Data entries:
# # # # # # #

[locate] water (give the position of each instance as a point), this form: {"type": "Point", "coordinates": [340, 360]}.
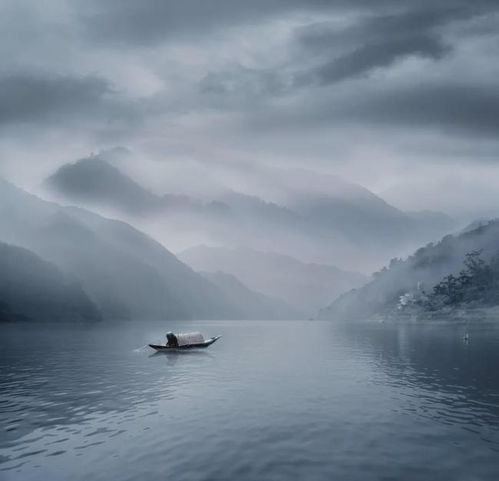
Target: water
{"type": "Point", "coordinates": [269, 401]}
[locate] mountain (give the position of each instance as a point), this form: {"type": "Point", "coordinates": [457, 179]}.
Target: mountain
{"type": "Point", "coordinates": [254, 305]}
{"type": "Point", "coordinates": [446, 271]}
{"type": "Point", "coordinates": [342, 223]}
{"type": "Point", "coordinates": [303, 286]}
{"type": "Point", "coordinates": [126, 273]}
{"type": "Point", "coordinates": [93, 180]}
{"type": "Point", "coordinates": [33, 289]}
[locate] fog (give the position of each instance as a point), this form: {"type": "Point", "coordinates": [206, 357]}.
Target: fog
{"type": "Point", "coordinates": [337, 135]}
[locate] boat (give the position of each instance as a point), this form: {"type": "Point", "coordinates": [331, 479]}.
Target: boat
{"type": "Point", "coordinates": [184, 341]}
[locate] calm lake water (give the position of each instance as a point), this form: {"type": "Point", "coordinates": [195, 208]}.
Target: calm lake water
{"type": "Point", "coordinates": [269, 401]}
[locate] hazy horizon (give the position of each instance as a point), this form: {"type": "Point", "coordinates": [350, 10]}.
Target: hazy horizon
{"type": "Point", "coordinates": [397, 97]}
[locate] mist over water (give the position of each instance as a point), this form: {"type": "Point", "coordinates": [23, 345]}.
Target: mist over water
{"type": "Point", "coordinates": [270, 400]}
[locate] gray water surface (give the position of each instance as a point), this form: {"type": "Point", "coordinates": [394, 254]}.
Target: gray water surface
{"type": "Point", "coordinates": [269, 401]}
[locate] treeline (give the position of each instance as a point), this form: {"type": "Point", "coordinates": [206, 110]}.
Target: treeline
{"type": "Point", "coordinates": [476, 284]}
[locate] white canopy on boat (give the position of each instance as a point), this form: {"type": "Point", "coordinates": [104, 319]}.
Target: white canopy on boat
{"type": "Point", "coordinates": [189, 338]}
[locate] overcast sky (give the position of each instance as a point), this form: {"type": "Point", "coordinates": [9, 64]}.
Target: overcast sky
{"type": "Point", "coordinates": [398, 95]}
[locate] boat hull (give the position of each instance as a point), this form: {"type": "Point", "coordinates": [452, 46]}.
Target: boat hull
{"type": "Point", "coordinates": [202, 345]}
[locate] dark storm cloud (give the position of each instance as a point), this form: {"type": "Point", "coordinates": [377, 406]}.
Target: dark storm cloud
{"type": "Point", "coordinates": [31, 97]}
{"type": "Point", "coordinates": [471, 109]}
{"type": "Point", "coordinates": [375, 42]}
{"type": "Point", "coordinates": [152, 21]}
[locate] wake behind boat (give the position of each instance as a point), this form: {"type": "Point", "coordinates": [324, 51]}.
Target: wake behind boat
{"type": "Point", "coordinates": [183, 341]}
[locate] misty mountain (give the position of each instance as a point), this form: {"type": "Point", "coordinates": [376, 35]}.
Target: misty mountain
{"type": "Point", "coordinates": [253, 305]}
{"type": "Point", "coordinates": [126, 273]}
{"type": "Point", "coordinates": [93, 181]}
{"type": "Point", "coordinates": [303, 286]}
{"type": "Point", "coordinates": [404, 280]}
{"type": "Point", "coordinates": [33, 289]}
{"type": "Point", "coordinates": [346, 225]}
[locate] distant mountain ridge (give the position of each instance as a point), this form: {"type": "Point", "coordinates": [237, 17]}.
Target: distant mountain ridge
{"type": "Point", "coordinates": [405, 282]}
{"type": "Point", "coordinates": [126, 273]}
{"type": "Point", "coordinates": [347, 225]}
{"type": "Point", "coordinates": [255, 304]}
{"type": "Point", "coordinates": [303, 286]}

# # # # # # #

**What you are asked to do:** Retype each line of the listing above word for word. Exclude the pictures.

**Final result:**
[locate] water (give the position of each instance as a point), this form: {"type": "Point", "coordinates": [340, 360]}.
Target: water
{"type": "Point", "coordinates": [269, 401]}
[locate] mountain (give the position of each instance as a point), this form: {"type": "Point", "coordinates": [457, 179]}.
Target: mountain
{"type": "Point", "coordinates": [254, 305]}
{"type": "Point", "coordinates": [446, 271]}
{"type": "Point", "coordinates": [342, 223]}
{"type": "Point", "coordinates": [303, 286]}
{"type": "Point", "coordinates": [126, 273]}
{"type": "Point", "coordinates": [93, 180]}
{"type": "Point", "coordinates": [33, 289]}
[locate] fog (give the position of each instance as a point), this form: {"type": "Point", "coordinates": [206, 357]}.
Target: fog
{"type": "Point", "coordinates": [337, 135]}
[locate] boat (give the position of each instance as a point), this form: {"type": "Point", "coordinates": [331, 479]}.
Target: boat
{"type": "Point", "coordinates": [184, 341]}
[locate] calm lake water (give the position of each instance as a point), this form: {"type": "Point", "coordinates": [195, 208]}.
Target: calm lake water
{"type": "Point", "coordinates": [269, 401]}
[locate] hazy horizon (give the position of each instance as a point), this form: {"type": "Point", "coordinates": [350, 10]}.
Target: hazy horizon
{"type": "Point", "coordinates": [397, 97]}
[locate] mist over water (give the position of each instance as a point), this form: {"type": "Point", "coordinates": [23, 345]}.
Target: mist over water
{"type": "Point", "coordinates": [270, 400]}
[locate] gray water surface (give the position of each instance as a point), this form: {"type": "Point", "coordinates": [394, 254]}.
Target: gray water surface
{"type": "Point", "coordinates": [269, 401]}
[locate] treeline (give the position of each instance as a point), this form: {"type": "Point", "coordinates": [206, 110]}.
Target: treeline
{"type": "Point", "coordinates": [476, 284]}
[locate] white canopy on boat (give the position of each instance as a point), this form: {"type": "Point", "coordinates": [104, 319]}.
Target: white canopy on boat
{"type": "Point", "coordinates": [189, 338]}
[locate] overcast sky (give the position of each instance as a point), this form: {"type": "Point", "coordinates": [9, 64]}.
Target: overcast sky
{"type": "Point", "coordinates": [398, 95]}
[locate] boat hull (give the position of each instance as a point), this form: {"type": "Point", "coordinates": [452, 46]}.
Target: boat hull
{"type": "Point", "coordinates": [202, 345]}
[locate] dark storm cloud (give the position of each instance as a point), this form: {"type": "Point", "coordinates": [377, 406]}.
Target: dark storm cloud
{"type": "Point", "coordinates": [31, 97]}
{"type": "Point", "coordinates": [471, 109]}
{"type": "Point", "coordinates": [375, 42]}
{"type": "Point", "coordinates": [152, 21]}
[locate] wake behind boat (give the position of each instance as a point), this form: {"type": "Point", "coordinates": [324, 51]}.
Target: wake behind boat
{"type": "Point", "coordinates": [183, 341]}
[locate] misty mountain (give the position of each instance as a point), this form: {"type": "Point", "coordinates": [376, 35]}.
Target: misty mountain
{"type": "Point", "coordinates": [253, 305]}
{"type": "Point", "coordinates": [126, 273]}
{"type": "Point", "coordinates": [93, 181]}
{"type": "Point", "coordinates": [303, 286]}
{"type": "Point", "coordinates": [404, 280]}
{"type": "Point", "coordinates": [33, 289]}
{"type": "Point", "coordinates": [346, 225]}
[locate] distant mountain ridge (give the position of each instance as a point), this form: {"type": "Point", "coordinates": [237, 17]}.
Target: distant mountain ridge
{"type": "Point", "coordinates": [405, 282]}
{"type": "Point", "coordinates": [126, 273]}
{"type": "Point", "coordinates": [347, 225]}
{"type": "Point", "coordinates": [255, 304]}
{"type": "Point", "coordinates": [303, 286]}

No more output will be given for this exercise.